◆ TASK TO COMPLETE
Show all lines containing "woven" from the data below.

◆ RECORDS FOR THE TASK

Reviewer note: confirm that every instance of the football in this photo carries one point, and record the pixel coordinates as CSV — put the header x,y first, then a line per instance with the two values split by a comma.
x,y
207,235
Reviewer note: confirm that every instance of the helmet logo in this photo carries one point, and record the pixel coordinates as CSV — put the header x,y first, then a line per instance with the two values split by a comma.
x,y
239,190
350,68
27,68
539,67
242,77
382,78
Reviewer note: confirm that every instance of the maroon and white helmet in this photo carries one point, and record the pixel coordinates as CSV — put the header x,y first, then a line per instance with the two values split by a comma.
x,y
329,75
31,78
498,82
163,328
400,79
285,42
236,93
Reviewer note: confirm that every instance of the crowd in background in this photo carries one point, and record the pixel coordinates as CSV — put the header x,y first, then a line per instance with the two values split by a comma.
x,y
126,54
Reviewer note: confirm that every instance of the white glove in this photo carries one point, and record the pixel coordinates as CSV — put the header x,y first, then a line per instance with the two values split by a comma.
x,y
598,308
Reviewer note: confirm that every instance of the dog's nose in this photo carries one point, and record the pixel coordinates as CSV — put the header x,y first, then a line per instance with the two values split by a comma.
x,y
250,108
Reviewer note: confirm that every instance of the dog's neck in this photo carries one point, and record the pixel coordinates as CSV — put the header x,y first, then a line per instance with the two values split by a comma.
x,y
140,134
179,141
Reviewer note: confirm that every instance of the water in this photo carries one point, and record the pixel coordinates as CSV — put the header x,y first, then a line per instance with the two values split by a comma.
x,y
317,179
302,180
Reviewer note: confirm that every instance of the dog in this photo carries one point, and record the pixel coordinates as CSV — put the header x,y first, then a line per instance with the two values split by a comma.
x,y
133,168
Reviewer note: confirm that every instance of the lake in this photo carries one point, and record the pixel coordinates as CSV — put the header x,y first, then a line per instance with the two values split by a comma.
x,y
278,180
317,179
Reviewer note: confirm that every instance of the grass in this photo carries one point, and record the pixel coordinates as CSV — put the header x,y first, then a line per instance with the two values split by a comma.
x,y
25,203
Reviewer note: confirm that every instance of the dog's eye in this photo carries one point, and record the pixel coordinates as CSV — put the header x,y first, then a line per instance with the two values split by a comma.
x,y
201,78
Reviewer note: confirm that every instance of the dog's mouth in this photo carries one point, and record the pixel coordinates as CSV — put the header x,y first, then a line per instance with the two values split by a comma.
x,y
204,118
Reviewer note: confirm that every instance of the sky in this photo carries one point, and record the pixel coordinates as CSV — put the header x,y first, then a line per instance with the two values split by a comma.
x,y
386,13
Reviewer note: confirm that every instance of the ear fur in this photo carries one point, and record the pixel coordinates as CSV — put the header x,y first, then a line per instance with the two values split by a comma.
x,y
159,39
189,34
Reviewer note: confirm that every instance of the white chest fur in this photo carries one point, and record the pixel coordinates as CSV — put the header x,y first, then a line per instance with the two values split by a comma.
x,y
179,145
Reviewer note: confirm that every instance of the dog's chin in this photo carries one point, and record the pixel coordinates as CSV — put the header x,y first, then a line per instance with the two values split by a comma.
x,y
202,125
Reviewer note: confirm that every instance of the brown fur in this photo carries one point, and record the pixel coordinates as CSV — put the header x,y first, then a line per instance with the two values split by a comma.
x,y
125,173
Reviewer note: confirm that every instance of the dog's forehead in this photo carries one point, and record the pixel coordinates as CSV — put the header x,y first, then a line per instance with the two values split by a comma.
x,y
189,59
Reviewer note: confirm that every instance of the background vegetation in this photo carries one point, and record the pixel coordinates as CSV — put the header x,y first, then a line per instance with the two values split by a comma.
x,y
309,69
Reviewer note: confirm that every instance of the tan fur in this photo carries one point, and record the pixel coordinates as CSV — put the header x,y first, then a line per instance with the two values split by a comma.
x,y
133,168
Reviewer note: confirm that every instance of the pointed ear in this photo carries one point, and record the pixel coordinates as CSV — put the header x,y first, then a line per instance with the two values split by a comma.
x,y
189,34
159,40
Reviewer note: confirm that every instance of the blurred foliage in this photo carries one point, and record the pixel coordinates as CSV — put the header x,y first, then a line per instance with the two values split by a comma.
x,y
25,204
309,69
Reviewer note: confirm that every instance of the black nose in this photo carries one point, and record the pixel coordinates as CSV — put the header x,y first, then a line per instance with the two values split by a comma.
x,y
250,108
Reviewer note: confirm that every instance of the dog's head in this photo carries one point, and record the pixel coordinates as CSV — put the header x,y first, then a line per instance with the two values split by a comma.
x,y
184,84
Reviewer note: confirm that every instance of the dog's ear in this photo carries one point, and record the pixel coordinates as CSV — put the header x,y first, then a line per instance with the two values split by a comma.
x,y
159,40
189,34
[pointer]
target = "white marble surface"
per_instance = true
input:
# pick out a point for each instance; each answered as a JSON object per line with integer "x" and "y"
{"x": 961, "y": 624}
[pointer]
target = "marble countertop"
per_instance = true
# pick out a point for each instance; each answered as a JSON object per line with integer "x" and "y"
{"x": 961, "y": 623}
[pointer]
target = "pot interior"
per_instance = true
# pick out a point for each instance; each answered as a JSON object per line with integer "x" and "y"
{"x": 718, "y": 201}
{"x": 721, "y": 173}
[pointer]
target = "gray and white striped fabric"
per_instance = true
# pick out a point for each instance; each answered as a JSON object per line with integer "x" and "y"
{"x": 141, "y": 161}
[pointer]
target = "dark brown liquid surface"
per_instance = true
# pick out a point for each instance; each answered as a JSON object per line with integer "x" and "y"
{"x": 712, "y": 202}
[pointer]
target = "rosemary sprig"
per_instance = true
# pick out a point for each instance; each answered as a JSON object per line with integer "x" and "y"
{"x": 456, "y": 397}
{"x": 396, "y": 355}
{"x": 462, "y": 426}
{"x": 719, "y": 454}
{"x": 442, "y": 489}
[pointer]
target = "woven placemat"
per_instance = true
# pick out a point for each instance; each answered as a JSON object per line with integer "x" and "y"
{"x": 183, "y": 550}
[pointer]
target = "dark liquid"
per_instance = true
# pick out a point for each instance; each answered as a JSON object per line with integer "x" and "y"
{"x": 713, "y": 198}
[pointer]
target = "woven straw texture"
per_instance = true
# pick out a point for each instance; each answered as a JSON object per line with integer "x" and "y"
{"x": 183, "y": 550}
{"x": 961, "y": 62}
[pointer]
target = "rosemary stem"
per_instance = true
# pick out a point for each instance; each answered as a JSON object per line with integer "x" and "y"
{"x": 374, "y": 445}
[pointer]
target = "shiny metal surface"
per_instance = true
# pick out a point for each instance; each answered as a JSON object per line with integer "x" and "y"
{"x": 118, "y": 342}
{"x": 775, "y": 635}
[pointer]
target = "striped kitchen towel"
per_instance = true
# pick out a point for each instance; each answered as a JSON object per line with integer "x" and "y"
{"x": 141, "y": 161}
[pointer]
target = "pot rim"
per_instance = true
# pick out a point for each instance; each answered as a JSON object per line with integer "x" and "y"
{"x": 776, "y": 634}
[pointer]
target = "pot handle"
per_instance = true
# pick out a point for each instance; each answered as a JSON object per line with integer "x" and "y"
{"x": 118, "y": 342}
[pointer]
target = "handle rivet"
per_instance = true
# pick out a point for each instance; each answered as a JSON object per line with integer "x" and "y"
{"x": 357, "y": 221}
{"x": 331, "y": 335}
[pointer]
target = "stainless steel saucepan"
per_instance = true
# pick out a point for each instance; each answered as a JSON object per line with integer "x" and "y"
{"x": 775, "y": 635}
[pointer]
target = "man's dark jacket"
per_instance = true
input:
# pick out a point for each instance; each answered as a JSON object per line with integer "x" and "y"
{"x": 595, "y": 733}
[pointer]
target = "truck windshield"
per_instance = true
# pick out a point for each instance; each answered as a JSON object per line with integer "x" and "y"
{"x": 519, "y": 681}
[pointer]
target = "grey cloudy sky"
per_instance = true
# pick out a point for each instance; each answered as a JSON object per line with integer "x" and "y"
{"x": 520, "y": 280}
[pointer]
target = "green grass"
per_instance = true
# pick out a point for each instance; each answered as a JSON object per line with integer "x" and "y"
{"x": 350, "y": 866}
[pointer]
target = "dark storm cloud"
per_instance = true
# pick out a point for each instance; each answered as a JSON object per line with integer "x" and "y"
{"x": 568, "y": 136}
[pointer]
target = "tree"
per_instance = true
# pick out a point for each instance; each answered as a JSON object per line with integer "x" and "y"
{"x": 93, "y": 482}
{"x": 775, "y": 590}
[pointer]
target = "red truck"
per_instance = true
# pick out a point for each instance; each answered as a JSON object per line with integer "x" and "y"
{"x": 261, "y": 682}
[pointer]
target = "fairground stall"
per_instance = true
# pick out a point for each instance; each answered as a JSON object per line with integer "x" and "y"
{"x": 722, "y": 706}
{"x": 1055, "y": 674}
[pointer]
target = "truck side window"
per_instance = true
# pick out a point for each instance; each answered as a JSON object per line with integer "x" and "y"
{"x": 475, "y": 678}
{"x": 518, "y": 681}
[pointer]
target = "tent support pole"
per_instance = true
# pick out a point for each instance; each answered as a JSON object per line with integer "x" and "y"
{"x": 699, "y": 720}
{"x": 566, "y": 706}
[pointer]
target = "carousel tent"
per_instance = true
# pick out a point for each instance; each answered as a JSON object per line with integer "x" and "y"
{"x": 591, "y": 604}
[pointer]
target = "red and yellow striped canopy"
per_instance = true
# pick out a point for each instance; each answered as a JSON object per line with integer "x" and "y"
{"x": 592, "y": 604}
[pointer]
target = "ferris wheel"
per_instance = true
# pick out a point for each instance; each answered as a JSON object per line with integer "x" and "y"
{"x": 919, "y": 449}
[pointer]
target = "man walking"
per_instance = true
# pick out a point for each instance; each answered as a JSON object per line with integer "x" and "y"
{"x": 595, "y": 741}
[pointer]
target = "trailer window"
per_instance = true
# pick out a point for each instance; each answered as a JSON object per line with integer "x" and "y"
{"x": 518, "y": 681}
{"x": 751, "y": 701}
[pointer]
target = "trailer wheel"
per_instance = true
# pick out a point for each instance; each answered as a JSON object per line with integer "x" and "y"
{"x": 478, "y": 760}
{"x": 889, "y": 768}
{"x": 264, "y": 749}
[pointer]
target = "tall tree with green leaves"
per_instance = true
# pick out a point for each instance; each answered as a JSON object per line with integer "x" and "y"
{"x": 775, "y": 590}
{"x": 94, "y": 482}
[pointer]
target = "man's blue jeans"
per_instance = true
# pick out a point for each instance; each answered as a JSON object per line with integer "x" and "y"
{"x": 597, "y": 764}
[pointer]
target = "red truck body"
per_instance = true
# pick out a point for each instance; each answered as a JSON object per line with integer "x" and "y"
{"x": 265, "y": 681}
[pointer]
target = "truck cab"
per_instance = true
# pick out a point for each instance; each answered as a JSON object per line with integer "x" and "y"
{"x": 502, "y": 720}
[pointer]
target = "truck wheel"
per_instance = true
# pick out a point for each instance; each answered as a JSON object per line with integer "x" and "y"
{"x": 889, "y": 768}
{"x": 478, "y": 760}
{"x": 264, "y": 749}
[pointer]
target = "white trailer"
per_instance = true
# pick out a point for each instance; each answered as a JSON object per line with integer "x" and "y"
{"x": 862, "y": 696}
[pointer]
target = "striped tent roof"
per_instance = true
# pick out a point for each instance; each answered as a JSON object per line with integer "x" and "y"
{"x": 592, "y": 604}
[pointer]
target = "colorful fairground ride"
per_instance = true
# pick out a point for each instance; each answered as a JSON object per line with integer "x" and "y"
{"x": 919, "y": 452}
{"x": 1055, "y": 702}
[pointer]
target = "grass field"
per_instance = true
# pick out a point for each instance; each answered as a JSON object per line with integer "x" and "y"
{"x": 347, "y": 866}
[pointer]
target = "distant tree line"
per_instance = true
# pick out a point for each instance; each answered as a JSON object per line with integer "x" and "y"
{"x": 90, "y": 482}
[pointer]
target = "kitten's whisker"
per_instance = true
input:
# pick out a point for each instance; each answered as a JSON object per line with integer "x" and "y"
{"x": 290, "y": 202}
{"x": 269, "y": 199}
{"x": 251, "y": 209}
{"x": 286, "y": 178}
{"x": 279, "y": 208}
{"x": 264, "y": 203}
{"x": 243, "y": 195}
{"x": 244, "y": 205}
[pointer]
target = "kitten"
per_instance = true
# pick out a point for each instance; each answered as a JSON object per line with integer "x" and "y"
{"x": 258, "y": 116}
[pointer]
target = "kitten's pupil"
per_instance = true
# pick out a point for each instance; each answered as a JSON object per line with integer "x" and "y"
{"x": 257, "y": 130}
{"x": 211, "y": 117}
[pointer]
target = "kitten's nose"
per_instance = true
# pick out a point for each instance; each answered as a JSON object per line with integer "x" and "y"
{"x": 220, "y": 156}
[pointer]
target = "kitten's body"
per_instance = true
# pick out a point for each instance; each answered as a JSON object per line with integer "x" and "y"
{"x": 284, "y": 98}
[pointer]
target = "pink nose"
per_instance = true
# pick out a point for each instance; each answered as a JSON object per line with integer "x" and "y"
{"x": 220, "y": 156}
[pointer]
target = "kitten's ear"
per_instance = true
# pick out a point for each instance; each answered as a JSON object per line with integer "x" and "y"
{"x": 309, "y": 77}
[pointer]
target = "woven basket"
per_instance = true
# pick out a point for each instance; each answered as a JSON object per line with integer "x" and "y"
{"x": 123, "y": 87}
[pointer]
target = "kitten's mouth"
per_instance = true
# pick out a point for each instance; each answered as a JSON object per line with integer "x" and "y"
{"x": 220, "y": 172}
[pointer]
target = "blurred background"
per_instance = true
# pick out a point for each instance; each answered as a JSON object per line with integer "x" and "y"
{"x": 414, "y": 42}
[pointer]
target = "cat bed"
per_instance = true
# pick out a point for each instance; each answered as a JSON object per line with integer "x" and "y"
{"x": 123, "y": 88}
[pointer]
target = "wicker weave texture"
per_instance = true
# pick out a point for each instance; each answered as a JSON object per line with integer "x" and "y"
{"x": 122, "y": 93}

◆ TASK RESULT
target = "woven placemat"
target = "woven straw texture"
target = "woven basket"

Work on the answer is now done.